* Objective
Rewrite all the records below with "record a point" changed to "place a marker" and everything else left as it is. Omit the pictures from your answer.

* Given data
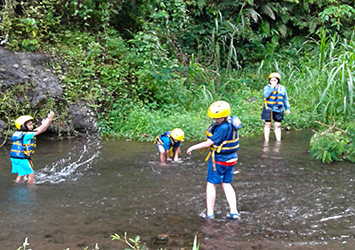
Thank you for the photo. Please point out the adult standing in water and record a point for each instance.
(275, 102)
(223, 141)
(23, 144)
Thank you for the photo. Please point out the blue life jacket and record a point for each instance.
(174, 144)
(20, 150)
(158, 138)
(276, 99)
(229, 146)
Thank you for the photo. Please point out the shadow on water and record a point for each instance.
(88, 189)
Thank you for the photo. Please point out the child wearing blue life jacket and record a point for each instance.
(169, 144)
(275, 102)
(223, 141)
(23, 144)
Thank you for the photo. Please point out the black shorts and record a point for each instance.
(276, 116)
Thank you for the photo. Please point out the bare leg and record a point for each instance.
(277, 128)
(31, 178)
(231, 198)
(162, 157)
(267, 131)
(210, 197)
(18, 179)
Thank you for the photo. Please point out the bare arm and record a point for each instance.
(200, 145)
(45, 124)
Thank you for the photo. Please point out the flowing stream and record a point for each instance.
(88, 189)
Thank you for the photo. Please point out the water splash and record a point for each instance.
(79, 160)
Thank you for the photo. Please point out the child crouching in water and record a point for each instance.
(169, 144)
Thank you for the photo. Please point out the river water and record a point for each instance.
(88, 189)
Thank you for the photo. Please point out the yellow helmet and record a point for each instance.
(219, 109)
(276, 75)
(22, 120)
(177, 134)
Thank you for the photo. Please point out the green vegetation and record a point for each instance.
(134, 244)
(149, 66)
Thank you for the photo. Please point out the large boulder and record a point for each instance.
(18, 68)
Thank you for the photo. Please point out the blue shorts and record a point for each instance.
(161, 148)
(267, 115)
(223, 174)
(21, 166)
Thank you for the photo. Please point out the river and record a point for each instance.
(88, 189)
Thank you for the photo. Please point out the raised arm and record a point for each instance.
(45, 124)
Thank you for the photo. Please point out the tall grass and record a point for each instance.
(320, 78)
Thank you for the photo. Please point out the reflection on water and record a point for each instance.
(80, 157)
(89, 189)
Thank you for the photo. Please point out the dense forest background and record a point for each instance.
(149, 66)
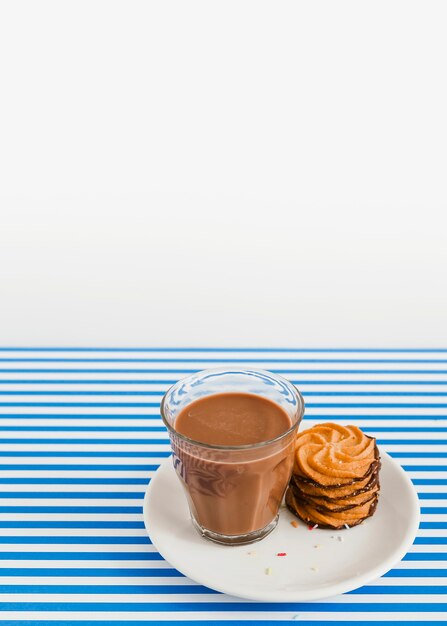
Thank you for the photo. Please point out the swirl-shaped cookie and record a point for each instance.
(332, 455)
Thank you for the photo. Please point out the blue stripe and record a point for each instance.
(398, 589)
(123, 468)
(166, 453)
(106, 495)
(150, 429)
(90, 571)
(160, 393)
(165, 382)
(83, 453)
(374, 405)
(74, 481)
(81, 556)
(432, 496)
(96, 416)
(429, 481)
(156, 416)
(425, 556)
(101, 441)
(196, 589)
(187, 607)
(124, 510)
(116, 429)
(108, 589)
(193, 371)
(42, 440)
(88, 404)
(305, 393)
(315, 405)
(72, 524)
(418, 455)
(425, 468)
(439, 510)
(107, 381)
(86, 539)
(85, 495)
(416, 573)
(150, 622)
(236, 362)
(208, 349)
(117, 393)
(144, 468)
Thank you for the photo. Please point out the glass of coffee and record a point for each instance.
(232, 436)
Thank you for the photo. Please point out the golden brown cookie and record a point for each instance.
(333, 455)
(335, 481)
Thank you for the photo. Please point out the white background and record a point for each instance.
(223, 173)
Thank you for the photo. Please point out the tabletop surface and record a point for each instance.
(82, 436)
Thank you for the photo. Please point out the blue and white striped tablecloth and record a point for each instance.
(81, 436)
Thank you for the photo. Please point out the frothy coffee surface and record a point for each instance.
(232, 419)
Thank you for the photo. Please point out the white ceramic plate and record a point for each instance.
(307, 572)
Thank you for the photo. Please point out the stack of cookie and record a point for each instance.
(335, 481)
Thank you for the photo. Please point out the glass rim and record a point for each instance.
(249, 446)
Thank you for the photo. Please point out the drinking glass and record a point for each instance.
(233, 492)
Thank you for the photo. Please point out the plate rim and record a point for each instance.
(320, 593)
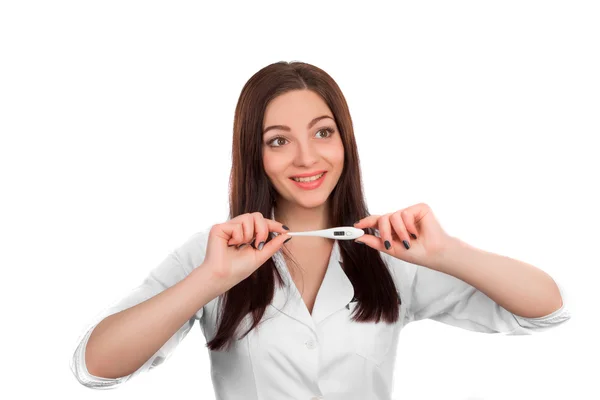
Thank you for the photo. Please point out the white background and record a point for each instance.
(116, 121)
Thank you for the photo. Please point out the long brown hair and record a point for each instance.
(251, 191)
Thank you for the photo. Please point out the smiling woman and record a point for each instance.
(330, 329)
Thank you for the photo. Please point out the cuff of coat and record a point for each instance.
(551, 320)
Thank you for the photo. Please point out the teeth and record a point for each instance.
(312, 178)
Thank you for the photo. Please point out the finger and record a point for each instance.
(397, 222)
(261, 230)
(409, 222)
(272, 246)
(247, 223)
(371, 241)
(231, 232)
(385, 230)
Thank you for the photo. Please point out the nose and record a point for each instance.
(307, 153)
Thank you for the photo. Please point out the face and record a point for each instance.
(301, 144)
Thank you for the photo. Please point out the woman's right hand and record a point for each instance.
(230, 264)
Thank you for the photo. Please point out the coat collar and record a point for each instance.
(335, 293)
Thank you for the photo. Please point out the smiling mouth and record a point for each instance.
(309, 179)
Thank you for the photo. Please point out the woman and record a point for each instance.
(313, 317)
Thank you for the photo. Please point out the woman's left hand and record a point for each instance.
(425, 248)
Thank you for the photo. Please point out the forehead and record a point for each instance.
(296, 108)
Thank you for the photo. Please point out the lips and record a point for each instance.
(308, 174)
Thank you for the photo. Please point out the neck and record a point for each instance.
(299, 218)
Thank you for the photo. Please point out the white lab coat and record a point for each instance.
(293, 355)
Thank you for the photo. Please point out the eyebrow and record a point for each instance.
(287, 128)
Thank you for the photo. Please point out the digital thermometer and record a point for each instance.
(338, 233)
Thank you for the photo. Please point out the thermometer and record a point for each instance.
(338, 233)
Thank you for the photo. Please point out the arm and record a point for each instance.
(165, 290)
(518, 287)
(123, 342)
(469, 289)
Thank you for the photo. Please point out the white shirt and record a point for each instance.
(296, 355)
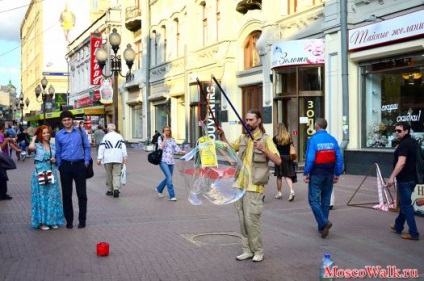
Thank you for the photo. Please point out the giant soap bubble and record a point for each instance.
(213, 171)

* Exercise answer
Thank you for the photo. Please point out the adult standing in water and place a marker for each instance.
(275, 102)
(223, 141)
(23, 144)
Thank you for the photo. Please point out the blue life jacket and place a marker for each instance.
(174, 144)
(20, 150)
(158, 138)
(276, 99)
(229, 146)
Thank you for the photo. Please point out the shadow on water and place a marker for each instance.
(88, 189)
Thank you for the photo. Please point out the child wearing blue life jacket and place a marker for each instance.
(169, 144)
(275, 102)
(223, 141)
(23, 144)
Thank you for the photo. Please point out the black shorts and place a marker for each instance.
(276, 116)
Thank you for the photo. Please point out the bare leg and place a marker for each instance.
(277, 128)
(31, 178)
(231, 198)
(162, 157)
(267, 131)
(210, 197)
(18, 179)
Thank you for the photo. Please point out the bare arm and place a marker for each instance.
(200, 145)
(45, 124)
Thank you for the photo. Please point out the flowing stream and place a marker for each instance.
(88, 189)
Thank you for the photo. Please point out the water splash and place a marker for each instance.
(79, 160)
Thank you for the photo. Please point out the child crouching in water and place a marker for each instance.
(169, 144)
Thank you for the photo. Please point out the river water and place a marker for each instance.
(88, 189)
Thank you for the photo. Please point out the yellow helmet and place a marker for each instance.
(219, 109)
(276, 75)
(22, 120)
(177, 134)
Thank you for the photo. Please point out the green vegetation and place a marker for each instance.
(134, 244)
(149, 66)
Thank you for the photo. Please point out the large boulder and place a marker for each instance.
(18, 68)
Thank you for the photo. Please point out the blue shorts and place a marker for each instance.
(161, 148)
(267, 115)
(223, 174)
(21, 166)
Thank you for the photo. Please point out the river and place a marker for each instance.
(88, 189)
Thank you for the photo. Please point out the raised arm and place a marker for each instance.
(45, 124)
Thank you for the photo. Please point out the tall grass and place a marker for each instance.
(320, 78)
Thank you for the photo. Please point out the reflection on water and place a marker for each instance.
(80, 157)
(89, 189)
Thank you for the photo. Please point out the dense forest background and place a marker for each instance.
(149, 66)
Thank you for the photo. Please point out the swirl-shaped cookie and place a marker for each instance.
(332, 455)
Thank you for the photo. Please point out the blue stripe and place a marker for each instance.
(398, 589)
(123, 468)
(166, 453)
(106, 495)
(150, 429)
(90, 571)
(160, 393)
(165, 382)
(83, 453)
(374, 405)
(74, 481)
(81, 556)
(432, 496)
(96, 416)
(429, 481)
(156, 416)
(425, 556)
(101, 441)
(196, 589)
(187, 607)
(124, 510)
(116, 429)
(108, 589)
(193, 371)
(42, 440)
(88, 404)
(305, 393)
(315, 405)
(72, 524)
(418, 455)
(425, 468)
(439, 510)
(107, 381)
(86, 539)
(85, 495)
(416, 573)
(150, 622)
(236, 362)
(208, 349)
(117, 393)
(144, 468)
Thank you for the photo. Please point out the glass of coffee and place a marker for each instance.
(232, 436)
Thank you for the photo. Please point out the golden brown cookie and place a marker for each instance.
(333, 455)
(335, 481)
Thank you for the photo. Please point out the white background and place a marker for each instance.
(223, 173)
Thank you for the photo. Please point out the tabletop surface and place a marker for each instance.
(82, 436)
Thank you for the photo. Please point out the blue and white striped tablecloth and place a marker for each instance.
(81, 436)
Thank you for the photo. Please point out the frothy coffee surface and place a marker for each instance.
(232, 419)
Thank you for the photo. Please point out the white ceramic plate and place a marker for each instance.
(307, 572)
Thank you for the photo. Please point out the stack of cookie and place a marker for each instance.
(335, 481)
Thank you for the photo. Please point out the glass rim and place a marker for each instance.
(249, 446)
Thank you for the photo. Please point out the drinking glass and place a marker for each instance.
(233, 492)
Thank you for the photo. Please point out the plate rim and place a marker for each instance.
(320, 593)
Thank you for the photo. Please point out the white background and place a marker for each instance.
(116, 121)
Thank you for the photo. Please point out the long brown hair and place a marker for each instance.
(251, 191)
Thank you for the photo. Please point out the smiling woman and place a marker for each instance.
(330, 329)
Thank you for the photo. Please point out the cuff of coat and place a marker for each instance.
(551, 320)
Thank you for the photo. Please point out the teeth and place a marker for each instance.
(312, 178)
Thank you for the photo. Please point out the finger and place a marker for each instance.
(397, 222)
(261, 230)
(409, 222)
(272, 246)
(247, 223)
(371, 241)
(231, 232)
(385, 230)
Thank you for the photo. Please point out the nose and place a marker for each instance.
(307, 153)
Thank you for the photo. Please point out the face and place a marker for each instance.
(301, 144)
Thank you for the photo. Please point out the woman's right hand and place a marker for each instance.
(230, 264)
Thank you for the photo. Please point out the coat collar and place a marker for each instance.
(335, 293)
Thank you for the photo. Please point out the smiling mouth and place a marker for each instance.
(309, 179)
Thank you for the photo. Please point out the woman and place a marker for each instance.
(313, 317)
Thank you for the photo. Please point out the woman's left hand and place a marker for each instance.
(425, 248)
Thank you for the photo. Please point out the forehead and place a marker for each instance.
(296, 108)
Thank you for the photo. Please point out the lips and place a marker for each instance.
(308, 174)
Thank you for the photo. Please point out the neck and place a marker for each instance.
(299, 218)
Thank you for the photo. Please point out the white lab coat and place a marker for each instance.
(293, 355)
Thank you for the photo. Please point out the eyebrow and place a marker for each instance.
(287, 128)
Thank you for the photo. Please point out the digital thermometer and place a marker for each instance.
(338, 233)
Thank you for the photo. Please point out the thermometer and place a marker for each instance.
(338, 233)
Thank you for the photo. Please point out the arm and place a marker for each instance.
(165, 290)
(518, 287)
(123, 342)
(469, 289)
Thank you for the photo. Please point out the white shirt and place a marker for each instance.
(296, 355)
Thank you for the photo. Please point out the giant soap bubble and place a marker for each instance.
(213, 171)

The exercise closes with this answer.